— start of Data for this task —

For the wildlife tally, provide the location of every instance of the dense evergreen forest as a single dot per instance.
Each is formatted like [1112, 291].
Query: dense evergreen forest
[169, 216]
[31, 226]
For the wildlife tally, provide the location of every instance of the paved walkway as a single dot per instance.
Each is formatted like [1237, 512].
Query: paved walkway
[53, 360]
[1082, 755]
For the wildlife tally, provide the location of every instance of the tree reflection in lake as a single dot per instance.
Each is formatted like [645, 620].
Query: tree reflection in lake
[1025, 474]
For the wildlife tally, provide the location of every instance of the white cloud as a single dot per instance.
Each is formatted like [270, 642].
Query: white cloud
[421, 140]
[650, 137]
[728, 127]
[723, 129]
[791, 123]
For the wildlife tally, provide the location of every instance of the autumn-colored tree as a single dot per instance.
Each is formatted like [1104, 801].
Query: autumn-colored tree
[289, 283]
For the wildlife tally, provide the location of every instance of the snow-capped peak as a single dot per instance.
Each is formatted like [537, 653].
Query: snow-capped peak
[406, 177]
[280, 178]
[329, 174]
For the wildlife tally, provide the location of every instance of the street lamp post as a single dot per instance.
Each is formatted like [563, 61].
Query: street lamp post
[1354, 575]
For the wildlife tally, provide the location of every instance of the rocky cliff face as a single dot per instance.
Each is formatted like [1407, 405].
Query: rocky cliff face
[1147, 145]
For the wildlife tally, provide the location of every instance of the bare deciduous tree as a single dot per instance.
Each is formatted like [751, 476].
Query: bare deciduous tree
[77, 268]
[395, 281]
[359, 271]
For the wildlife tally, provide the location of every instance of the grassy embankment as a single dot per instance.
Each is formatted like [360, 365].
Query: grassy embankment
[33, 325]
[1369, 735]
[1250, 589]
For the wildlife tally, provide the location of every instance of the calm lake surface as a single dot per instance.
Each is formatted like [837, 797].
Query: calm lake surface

— end of Data for this task —

▶ _What you have to do_: Convert every line of the entries above into a Markdown table with the columns Row and Line. Leave out blank lines.

▶ _Exercise output_:
| Row | Line |
|---|---|
| 1 | For the wildlife tally, provide the location of every instance of the dense evergreen forest as a single dot per instance. |
| 2 | Each is formatted like [1112, 291]. |
| 3 | Query: dense evergreen forest |
| 4 | [169, 216] |
| 5 | [31, 226] |
| 6 | For the wildlife tally, provide the location of every instance of the paved walkway as a single dot per instance. |
| 7 | Each is formatted like [1237, 512]. |
| 8 | Query: paved walkway |
| 9 | [53, 360] |
| 10 | [1082, 755] |
| 11 | For the wildlife tally, provide the location of every instance of the tree reflection in lake as a single dot per instance. |
| 12 | Each is formatted like [645, 620]. |
| 13 | Query: tree reflection in lake |
| 14 | [1025, 474] |
| 15 | For the wildlife tally, provide the location of every instance of the white cloud as a single dot per instance. |
| 16 | Each is formatted like [270, 642]. |
| 17 | Query: white cloud |
| 18 | [421, 140] |
| 19 | [650, 137] |
| 20 | [728, 127] |
| 21 | [723, 129] |
| 22 | [791, 123] |
| 23 | For the wildlife tally, provide the location of every instance of the autumn-colored tree as a single dot per instance. |
| 24 | Each is formatted like [1104, 801]. |
| 25 | Query: autumn-colored tree |
| 26 | [289, 283] |
| 27 | For the wildlife tally, provide the location of every instance of the snow-capped peak as a single dot per instance. |
| 28 | Each is formatted like [537, 653]. |
| 29 | Query: snow-capped peak |
| 30 | [406, 177] |
| 31 | [280, 178] |
| 32 | [329, 174] |
| 33 | For the wildlife tally, provide the location of every instance of the street lamp post as a single dot per instance. |
| 34 | Each is formatted like [563, 61]. |
| 35 | Query: street lamp post |
| 36 | [1354, 575] |
| 37 | For the wildlife tally, provide the location of every instance of the rocky cliff face as a single dot per instance. |
| 38 | Each is formatted like [1407, 405]. |
| 39 | Query: rocky cliff face |
| 40 | [1147, 145] |
| 41 | For the wildlife tally, provide the location of every instance of the bare deciduous tree as a single dot per instance. |
| 42 | Each is formatted like [751, 476]. |
| 43 | Query: bare deciduous tree |
| 44 | [77, 268] |
| 45 | [395, 281] |
| 46 | [359, 271] |
| 47 | For the wildlife tally, provide the location of every instance of the grassy embankment as a single dot per instance. |
| 48 | Each is formatted like [360, 365]. |
| 49 | Query: grassy embankment |
| 50 | [33, 325] |
| 51 | [1369, 735] |
| 52 | [1250, 589] |
| 53 | For the wildlife tally, provide the location of every instance of the calm lake surface as a single dot per instance. |
| 54 | Each is formatted like [837, 797]. |
| 55 | Query: calm lake surface |